*Records for this task:*
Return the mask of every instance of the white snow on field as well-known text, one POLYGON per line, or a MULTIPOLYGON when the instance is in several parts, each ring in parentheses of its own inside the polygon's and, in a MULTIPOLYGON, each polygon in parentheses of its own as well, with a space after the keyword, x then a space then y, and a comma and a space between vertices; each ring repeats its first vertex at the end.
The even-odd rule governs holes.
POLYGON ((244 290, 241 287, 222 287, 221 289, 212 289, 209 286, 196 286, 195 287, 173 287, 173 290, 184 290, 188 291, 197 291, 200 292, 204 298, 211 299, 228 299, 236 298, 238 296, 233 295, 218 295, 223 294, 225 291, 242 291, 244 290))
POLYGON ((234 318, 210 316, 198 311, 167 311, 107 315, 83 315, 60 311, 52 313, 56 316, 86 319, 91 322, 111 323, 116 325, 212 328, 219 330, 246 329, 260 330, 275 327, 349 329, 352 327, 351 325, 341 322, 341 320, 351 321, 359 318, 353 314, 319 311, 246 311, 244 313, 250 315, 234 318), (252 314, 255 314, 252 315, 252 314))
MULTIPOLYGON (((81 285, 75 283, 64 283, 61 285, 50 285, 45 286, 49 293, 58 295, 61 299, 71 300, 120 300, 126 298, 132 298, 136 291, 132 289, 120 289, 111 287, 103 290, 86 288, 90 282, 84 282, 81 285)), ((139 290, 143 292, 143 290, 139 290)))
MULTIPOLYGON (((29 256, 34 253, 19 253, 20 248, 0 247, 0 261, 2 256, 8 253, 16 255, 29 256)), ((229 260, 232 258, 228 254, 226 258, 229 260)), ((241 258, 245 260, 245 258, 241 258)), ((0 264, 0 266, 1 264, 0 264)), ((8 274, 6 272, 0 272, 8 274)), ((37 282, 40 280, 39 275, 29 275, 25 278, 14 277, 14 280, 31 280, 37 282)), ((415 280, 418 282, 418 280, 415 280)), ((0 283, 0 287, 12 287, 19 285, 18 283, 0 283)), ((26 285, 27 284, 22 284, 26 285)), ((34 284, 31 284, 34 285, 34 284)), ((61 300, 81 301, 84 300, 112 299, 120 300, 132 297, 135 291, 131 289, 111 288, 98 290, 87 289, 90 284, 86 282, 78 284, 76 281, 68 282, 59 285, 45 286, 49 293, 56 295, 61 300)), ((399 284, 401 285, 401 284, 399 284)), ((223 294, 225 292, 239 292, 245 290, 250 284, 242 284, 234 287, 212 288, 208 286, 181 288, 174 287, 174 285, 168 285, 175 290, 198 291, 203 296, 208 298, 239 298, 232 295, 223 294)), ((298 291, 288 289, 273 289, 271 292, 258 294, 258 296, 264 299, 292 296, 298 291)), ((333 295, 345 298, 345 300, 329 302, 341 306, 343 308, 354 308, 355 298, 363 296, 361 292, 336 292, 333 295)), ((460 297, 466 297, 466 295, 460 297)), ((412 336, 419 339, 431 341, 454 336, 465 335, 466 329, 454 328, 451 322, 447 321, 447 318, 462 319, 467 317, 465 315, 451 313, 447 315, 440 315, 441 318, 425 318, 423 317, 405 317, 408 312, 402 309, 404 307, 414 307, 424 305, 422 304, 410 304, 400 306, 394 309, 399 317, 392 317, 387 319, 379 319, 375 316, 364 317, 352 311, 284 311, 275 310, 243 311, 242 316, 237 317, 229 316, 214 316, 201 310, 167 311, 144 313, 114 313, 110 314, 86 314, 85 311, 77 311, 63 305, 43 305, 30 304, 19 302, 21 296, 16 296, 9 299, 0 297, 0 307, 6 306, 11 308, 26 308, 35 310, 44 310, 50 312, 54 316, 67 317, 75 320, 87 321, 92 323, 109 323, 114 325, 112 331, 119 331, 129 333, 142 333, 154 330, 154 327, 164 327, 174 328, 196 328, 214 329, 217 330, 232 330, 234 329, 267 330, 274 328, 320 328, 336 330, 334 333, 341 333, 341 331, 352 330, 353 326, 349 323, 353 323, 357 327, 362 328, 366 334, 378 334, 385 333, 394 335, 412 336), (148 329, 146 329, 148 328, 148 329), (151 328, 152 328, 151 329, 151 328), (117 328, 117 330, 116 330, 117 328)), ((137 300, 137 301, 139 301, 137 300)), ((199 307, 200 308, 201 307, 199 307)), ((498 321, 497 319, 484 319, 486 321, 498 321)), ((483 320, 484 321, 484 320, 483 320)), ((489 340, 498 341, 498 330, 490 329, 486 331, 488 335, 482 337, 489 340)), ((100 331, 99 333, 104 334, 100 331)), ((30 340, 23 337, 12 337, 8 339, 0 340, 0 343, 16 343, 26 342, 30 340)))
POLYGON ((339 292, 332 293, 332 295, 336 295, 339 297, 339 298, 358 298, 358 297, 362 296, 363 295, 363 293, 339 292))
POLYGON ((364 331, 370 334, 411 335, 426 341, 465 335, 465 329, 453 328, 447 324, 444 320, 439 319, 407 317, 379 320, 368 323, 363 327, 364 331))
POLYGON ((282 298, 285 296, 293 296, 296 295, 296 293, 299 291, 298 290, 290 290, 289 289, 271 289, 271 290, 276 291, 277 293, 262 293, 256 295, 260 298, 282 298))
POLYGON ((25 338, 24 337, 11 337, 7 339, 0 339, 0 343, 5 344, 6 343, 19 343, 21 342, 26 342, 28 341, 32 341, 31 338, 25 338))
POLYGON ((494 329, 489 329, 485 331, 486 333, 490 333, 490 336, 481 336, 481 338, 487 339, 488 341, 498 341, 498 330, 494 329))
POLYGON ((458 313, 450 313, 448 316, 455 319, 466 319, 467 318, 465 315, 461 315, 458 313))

*Goal of the exercise:*
Render each line of the listing above as a Markdown table with the columns No. and Line. Give every line its row number and leave out any blank lines.

*Complete output:*
| No. | Line |
|---|---|
| 1 | Return the mask of every instance of the white snow on field as well-known text, one POLYGON per line, or a MULTIPOLYGON when the instance is in several parts, each ring in parentheses of its own inside the polygon's and, in a MULTIPOLYGON, each polygon in parentheses of its own as well, with a space after the keyword, x then a space then y, and a comma and a space between vertices; each ring repeats its first vertex at the end. |
| 2 | The even-odd rule governs holes. |
| 3 | POLYGON ((244 290, 241 287, 222 287, 221 289, 212 289, 209 286, 196 286, 195 287, 173 287, 173 290, 184 290, 188 291, 197 291, 200 292, 204 298, 211 299, 228 299, 236 298, 238 296, 233 295, 218 295, 223 294, 225 291, 242 291, 244 290)) |
| 4 | POLYGON ((234 318, 210 316, 198 311, 167 311, 107 315, 83 315, 60 311, 52 313, 56 316, 86 319, 91 322, 111 323, 116 325, 212 328, 219 330, 246 329, 260 330, 275 327, 349 329, 352 327, 351 325, 341 322, 341 320, 351 321, 359 318, 353 314, 319 311, 246 311, 244 313, 250 315, 234 318), (252 314, 255 314, 252 315, 252 314)) |
| 5 | MULTIPOLYGON (((81 285, 75 283, 64 283, 61 285, 50 285, 45 286, 49 293, 58 295, 61 299, 71 300, 120 300, 126 298, 132 298, 136 291, 132 289, 120 289, 111 287, 103 290, 86 288, 90 282, 84 282, 81 285)), ((139 290, 143 292, 143 290, 139 290))) |
| 6 | MULTIPOLYGON (((29 256, 34 253, 19 253, 20 248, 0 247, 0 261, 2 256, 8 253, 16 255, 29 256)), ((229 260, 232 258, 228 254, 226 258, 229 260)), ((241 258, 245 260, 245 258, 241 258)), ((0 264, 0 266, 1 264, 0 264)), ((8 274, 6 272, 0 272, 8 274)), ((37 282, 40 280, 39 275, 29 275, 25 278, 14 277, 14 280, 31 280, 37 282)), ((415 280, 418 282, 418 280, 415 280)), ((0 283, 0 287, 12 287, 19 285, 18 283, 0 283)), ((26 285, 27 284, 22 284, 26 285)), ((34 284, 31 284, 34 285, 34 284)), ((61 300, 81 301, 84 300, 112 299, 120 300, 132 297, 135 291, 131 289, 111 288, 98 290, 87 289, 90 284, 86 282, 78 284, 76 281, 68 282, 59 285, 45 286, 49 293, 56 295, 61 300)), ((399 284, 401 285, 401 284, 399 284)), ((223 294, 225 292, 239 292, 245 290, 250 284, 242 284, 234 287, 212 288, 208 286, 181 288, 174 287, 174 285, 168 285, 175 290, 198 291, 203 296, 208 298, 239 298, 232 295, 223 294)), ((298 291, 288 289, 273 289, 271 292, 258 294, 258 296, 264 299, 292 296, 298 291)), ((333 295, 345 298, 345 300, 329 302, 341 306, 343 308, 354 308, 355 298, 363 296, 361 292, 336 292, 333 295)), ((460 297, 466 297, 466 295, 460 297)), ((412 336, 419 339, 431 341, 454 336, 465 335, 466 329, 454 328, 451 322, 447 321, 447 318, 462 319, 467 317, 465 315, 451 313, 447 315, 440 315, 441 318, 425 318, 423 317, 405 317, 408 312, 402 309, 404 307, 414 307, 424 305, 422 304, 410 304, 400 306, 394 309, 399 317, 392 317, 387 319, 379 319, 375 316, 364 317, 352 311, 284 311, 275 310, 243 311, 242 316, 237 317, 229 316, 214 316, 201 310, 167 311, 144 313, 114 313, 110 314, 86 314, 85 311, 77 311, 63 305, 43 305, 30 304, 19 302, 21 296, 16 296, 9 299, 0 297, 0 307, 6 306, 11 308, 26 308, 35 310, 44 310, 50 312, 54 316, 67 317, 75 320, 87 321, 92 323, 109 323, 114 325, 112 331, 119 331, 129 333, 142 333, 154 330, 154 327, 164 327, 174 328, 196 328, 214 329, 217 330, 232 330, 234 329, 267 330, 274 328, 320 328, 336 330, 334 333, 341 333, 341 331, 352 330, 353 326, 349 323, 353 323, 357 327, 362 328, 366 334, 378 334, 385 333, 394 335, 412 336), (148 329, 146 329, 148 328, 148 329), (151 328, 152 328, 151 329, 151 328), (117 328, 117 330, 116 330, 117 328)), ((137 300, 137 301, 139 301, 137 300)), ((199 307, 200 308, 201 307, 199 307)), ((498 321, 497 319, 484 319, 486 321, 498 321)), ((483 320, 484 321, 484 320, 483 320)), ((489 340, 498 341, 498 330, 490 329, 486 331, 488 335, 482 337, 489 340)), ((100 331, 99 333, 104 334, 100 331)), ((30 340, 23 337, 12 337, 8 339, 0 340, 0 343, 16 343, 26 342, 30 340))) |
| 7 | POLYGON ((339 292, 332 293, 332 295, 336 295, 339 297, 339 298, 358 298, 358 297, 362 296, 363 295, 363 293, 339 292)) |
| 8 | POLYGON ((364 331, 370 334, 411 335, 426 341, 465 335, 465 329, 453 328, 447 324, 444 320, 439 319, 407 317, 379 320, 368 323, 363 327, 364 331)) |
| 9 | POLYGON ((282 298, 285 296, 293 296, 296 295, 296 293, 299 291, 298 290, 290 290, 289 289, 271 289, 271 290, 276 291, 277 293, 262 293, 256 295, 260 298, 282 298)) |
| 10 | POLYGON ((25 338, 24 337, 11 337, 7 339, 0 339, 0 343, 5 344, 6 343, 19 343, 21 342, 26 342, 28 341, 32 341, 31 338, 25 338)) |
| 11 | POLYGON ((494 329, 489 329, 485 331, 486 333, 490 333, 490 336, 481 336, 481 338, 487 339, 488 341, 498 341, 498 330, 494 329)) |
| 12 | POLYGON ((458 313, 450 313, 448 316, 455 319, 466 319, 467 318, 465 315, 461 315, 458 313)) |